Guardian reporter Aamna Modhin meets residents from Church End, a small, deprived neighbourhood in Brent, north London. She examines how housing pressures, in-work poverty and racial inequalities contributed to the deaths of 36 residents from Covid-19
The Guardian journalist Aamna Modhin tells Rachel Humphreys about reporting from Church End, a small neighbourhood in Brent, north London, which has a large Somali population. In early March, residents began to fall ill from coronavirus, eventually resulting in 36 deaths. Locals believe the cluster, which is the second worst in England and Wales according to the latest data from the Office for National Statistics, does not account for the true scale of the devastation, as it does not factor in people who work in Church End but live nearby.

Entries provided:

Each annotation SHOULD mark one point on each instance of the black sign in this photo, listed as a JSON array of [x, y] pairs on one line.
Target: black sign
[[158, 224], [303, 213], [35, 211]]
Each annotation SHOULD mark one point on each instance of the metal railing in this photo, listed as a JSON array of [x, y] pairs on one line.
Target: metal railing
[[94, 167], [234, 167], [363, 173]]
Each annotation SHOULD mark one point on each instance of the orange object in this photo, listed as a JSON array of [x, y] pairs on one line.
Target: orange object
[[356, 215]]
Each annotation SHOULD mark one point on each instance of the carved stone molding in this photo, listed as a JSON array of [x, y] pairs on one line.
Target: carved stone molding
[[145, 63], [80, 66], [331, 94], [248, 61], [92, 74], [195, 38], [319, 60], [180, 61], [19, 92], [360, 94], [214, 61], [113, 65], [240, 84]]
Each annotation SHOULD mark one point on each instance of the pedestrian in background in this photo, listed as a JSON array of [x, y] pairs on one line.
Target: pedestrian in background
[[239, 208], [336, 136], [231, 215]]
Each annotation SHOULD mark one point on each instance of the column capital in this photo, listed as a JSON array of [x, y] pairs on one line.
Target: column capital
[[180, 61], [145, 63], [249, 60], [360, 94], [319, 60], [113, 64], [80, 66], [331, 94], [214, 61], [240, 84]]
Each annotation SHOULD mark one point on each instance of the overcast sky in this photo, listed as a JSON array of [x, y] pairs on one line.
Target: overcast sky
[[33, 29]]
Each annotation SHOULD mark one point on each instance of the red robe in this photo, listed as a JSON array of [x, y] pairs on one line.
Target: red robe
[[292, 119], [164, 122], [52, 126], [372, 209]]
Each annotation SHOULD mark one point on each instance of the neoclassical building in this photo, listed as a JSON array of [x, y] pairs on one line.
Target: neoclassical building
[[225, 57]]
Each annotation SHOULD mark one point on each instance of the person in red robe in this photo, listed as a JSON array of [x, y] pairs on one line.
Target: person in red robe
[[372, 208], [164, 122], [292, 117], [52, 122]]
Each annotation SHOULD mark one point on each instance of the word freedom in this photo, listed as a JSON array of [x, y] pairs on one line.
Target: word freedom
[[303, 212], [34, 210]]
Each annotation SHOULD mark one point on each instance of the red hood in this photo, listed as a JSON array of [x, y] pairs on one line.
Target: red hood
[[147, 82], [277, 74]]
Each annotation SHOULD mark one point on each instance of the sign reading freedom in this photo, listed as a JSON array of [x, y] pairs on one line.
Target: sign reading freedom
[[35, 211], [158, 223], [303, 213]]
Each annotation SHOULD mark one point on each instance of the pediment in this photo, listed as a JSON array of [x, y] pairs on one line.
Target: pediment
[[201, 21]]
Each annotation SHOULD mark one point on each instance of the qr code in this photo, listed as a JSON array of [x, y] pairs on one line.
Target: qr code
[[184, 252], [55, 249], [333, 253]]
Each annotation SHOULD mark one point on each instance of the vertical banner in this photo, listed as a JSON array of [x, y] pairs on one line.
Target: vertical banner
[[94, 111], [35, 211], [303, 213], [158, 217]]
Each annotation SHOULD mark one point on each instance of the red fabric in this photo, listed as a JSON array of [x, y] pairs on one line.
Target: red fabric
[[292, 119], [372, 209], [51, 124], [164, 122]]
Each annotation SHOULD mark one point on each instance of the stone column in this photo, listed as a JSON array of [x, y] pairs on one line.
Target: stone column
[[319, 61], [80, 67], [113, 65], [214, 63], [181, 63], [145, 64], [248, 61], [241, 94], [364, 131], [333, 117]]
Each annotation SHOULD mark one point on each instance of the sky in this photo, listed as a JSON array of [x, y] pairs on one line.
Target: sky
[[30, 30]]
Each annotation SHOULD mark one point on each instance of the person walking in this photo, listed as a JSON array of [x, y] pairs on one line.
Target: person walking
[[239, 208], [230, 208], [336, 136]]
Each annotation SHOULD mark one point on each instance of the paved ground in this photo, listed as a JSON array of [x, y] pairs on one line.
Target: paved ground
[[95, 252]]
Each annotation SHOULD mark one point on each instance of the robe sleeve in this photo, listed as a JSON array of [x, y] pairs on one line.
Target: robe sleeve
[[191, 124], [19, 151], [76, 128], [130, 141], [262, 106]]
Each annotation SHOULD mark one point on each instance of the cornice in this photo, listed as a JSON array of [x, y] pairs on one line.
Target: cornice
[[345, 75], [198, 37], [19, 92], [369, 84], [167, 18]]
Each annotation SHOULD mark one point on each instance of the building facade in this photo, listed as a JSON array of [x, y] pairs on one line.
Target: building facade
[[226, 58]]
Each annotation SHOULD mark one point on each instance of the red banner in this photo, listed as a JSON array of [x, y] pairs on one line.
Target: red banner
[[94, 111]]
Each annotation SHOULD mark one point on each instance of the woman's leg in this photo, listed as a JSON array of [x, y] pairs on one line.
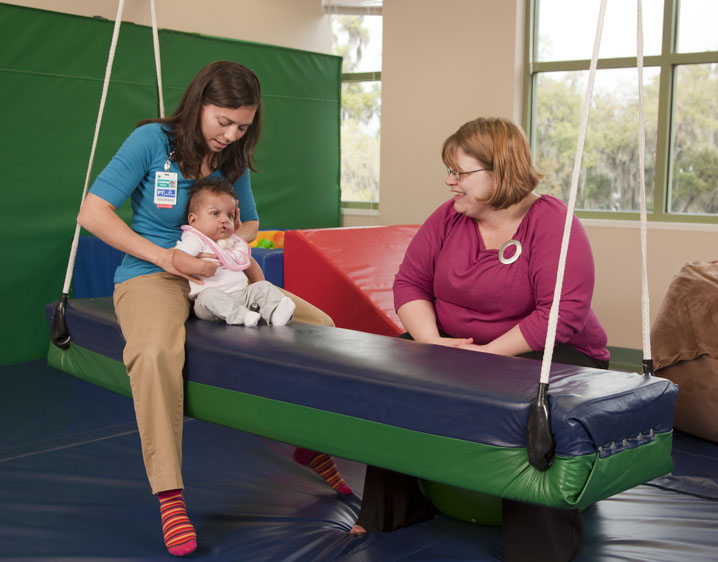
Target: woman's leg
[[152, 310]]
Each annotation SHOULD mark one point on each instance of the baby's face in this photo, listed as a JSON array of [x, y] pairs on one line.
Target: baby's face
[[216, 216]]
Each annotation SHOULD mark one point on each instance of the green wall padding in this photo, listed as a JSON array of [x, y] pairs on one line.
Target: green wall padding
[[52, 66]]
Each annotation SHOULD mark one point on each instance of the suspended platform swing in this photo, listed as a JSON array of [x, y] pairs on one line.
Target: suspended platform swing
[[445, 415]]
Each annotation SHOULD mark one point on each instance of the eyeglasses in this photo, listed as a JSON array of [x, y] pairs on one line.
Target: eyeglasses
[[459, 175]]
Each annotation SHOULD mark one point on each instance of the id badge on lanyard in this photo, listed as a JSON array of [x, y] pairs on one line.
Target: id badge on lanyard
[[166, 186]]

Task statement: Reproduce the portion of the text about the Church End Covid-19 cluster from "Guardian reporter Aamna" to "but live nearby.". The data shown here were taken from a separate source.

Answer for this exercise:
Guardian reporter Aamna Modhin meets residents from Church End, a small, deprived neighbourhood in Brent, north London. She examines how housing pressures, in-work poverty and racial inequalities contributed to the deaths of 36 residents from Covid-19
The Guardian journalist Aamna Modhin tells Rachel Humphreys about reporting from Church End, a small neighbourhood in Brent, north London, which has a large Somali population. In early March, residents began to fall ill from coronavirus, eventually resulting in 36 deaths. Locals believe the cluster, which is the second worst in England and Wales according to the latest data from the Office for National Statistics, does not account for the true scale of the devastation, as it does not factor in people who work in Church End but live nearby.